# Source data:
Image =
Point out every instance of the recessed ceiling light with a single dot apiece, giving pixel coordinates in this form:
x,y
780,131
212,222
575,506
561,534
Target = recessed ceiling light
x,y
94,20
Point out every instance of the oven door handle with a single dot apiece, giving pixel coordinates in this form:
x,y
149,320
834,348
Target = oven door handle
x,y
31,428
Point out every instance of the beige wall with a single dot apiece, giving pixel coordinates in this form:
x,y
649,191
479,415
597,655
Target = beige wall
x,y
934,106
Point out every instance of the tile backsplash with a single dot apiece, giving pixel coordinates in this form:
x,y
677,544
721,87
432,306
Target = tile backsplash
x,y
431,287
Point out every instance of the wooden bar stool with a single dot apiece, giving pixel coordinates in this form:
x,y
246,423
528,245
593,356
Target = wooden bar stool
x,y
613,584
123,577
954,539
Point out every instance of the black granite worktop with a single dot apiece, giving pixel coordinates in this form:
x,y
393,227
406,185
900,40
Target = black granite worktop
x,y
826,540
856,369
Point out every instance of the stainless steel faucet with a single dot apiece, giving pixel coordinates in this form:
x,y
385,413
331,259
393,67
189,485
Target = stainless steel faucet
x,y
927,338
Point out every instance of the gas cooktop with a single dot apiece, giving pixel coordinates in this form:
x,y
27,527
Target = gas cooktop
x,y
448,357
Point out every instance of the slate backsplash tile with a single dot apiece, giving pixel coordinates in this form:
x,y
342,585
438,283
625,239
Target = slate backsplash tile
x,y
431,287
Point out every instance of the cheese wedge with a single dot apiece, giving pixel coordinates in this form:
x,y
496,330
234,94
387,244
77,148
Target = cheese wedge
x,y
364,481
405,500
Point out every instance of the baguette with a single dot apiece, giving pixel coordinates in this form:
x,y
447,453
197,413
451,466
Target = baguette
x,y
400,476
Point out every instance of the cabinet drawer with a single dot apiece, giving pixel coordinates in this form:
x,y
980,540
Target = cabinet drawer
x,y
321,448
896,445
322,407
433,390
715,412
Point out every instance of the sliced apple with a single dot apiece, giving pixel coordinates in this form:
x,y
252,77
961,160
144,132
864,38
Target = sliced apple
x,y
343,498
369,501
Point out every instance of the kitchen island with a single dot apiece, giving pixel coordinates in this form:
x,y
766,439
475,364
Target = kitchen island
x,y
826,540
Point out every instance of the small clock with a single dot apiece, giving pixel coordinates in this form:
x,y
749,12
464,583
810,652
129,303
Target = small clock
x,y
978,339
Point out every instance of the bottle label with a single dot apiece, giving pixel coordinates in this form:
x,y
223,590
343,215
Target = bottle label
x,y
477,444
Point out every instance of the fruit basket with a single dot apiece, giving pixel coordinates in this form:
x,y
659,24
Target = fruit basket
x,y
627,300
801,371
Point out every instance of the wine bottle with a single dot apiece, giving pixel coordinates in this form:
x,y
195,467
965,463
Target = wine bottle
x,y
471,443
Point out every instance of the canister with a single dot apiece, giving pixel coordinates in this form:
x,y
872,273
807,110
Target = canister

# Activity:
Which of the lines in the material carry the string "canister"? Pull them out.

# Solution to the exercise:
Point out every instance of the canister with a single dot apiece, giving pixel coordinates in this form:
Target = canister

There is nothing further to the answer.